No U.S. attack on Libya!
By
Sara Flounders
Published Mar 2, 2011 4:54 PM
The worst thing that could happen to the people of Libya is U.S.
intervention.
The worst thing that could happen to the revolutionary upsurge shaking the Arab
world is U.S. intervention in Libya.
The White House is meeting with its allies among the European imperialist NATO
countries to discuss imposing a no-fly zone over Libya, jamming all
communications of President Moammar Gadhafi inside Libya, and carving military
corridors into Libya from Egypt and Tunisia, supposedly to “assist
refugees.” (New York Times, Feb. 27)
This means positioning U.S./NATO troops in Egypt and Tunisia close to
Libya’s two richest oil fields, in both the east and west. It means the
Pentagon coordinating maneuvers with the Egyptian and Tunisian militaries. What
could be more dangerous to the Egyptian and Tunisian revolutions?
Italy, once the colonizer of Libya, has suspended a 2008 treaty with Libya that
includes a nonaggression clause, a move that could allow it to take part in
future “peacekeeping” operations there and enable the use of its
military bases in any possible intervention. Several U.S. and NATO bases in
Italy, including the U.S. Sixth Fleet base near Naples, could be staging areas
for action against Libya.

Stored dataset entries:

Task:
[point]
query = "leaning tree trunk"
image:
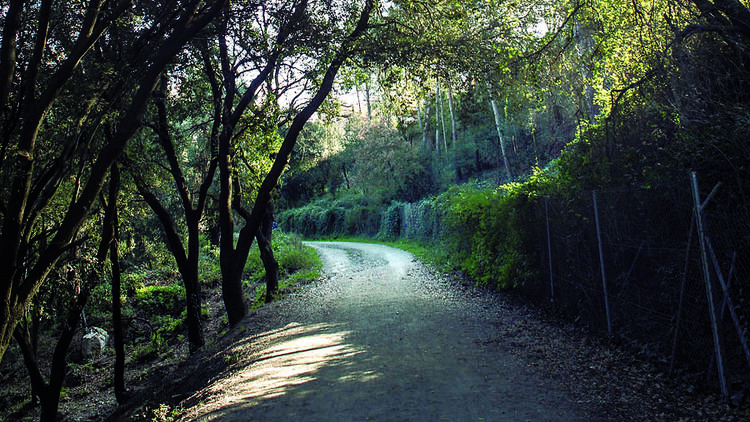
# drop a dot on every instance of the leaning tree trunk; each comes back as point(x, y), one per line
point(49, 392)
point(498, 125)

--

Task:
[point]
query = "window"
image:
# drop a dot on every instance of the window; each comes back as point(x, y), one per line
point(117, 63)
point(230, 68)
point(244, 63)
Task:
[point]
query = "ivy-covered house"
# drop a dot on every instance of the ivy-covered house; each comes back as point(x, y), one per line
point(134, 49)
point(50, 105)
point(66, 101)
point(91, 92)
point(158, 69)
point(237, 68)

---

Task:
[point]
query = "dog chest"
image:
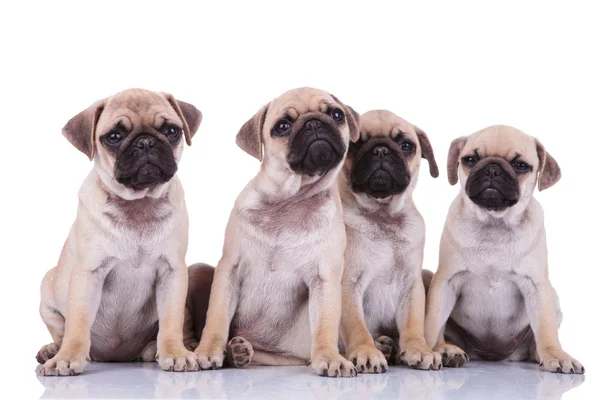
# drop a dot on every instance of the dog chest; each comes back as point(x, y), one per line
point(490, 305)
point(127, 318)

## [Required tasks]
[1] Repeat the portion of the Libya article starting at "Italy, once the" and ending at "action against Libya.".
[2] Render this sentence from the Libya article in Spanish: "The worst thing that could happen to the people of Libya is U.S. intervention."
Nothing in the stored dataset entries is needed here.

## [The answers]
[1]
Italy, once the colonizer of Libya, has suspended a 2008 treaty with Libya that
includes a nonaggression clause, a move that could allow it to take part in
future “peacekeeping” operations there and enable the use of its
military bases in any possible intervention. Several U.S. and NATO bases in
Italy, including the U.S. Sixth Fleet base near Naples, could be staging areas
for action against Libya.

[2] Lo peor que podría pasarle al pueblo de Libia es una intervención de EE. UU.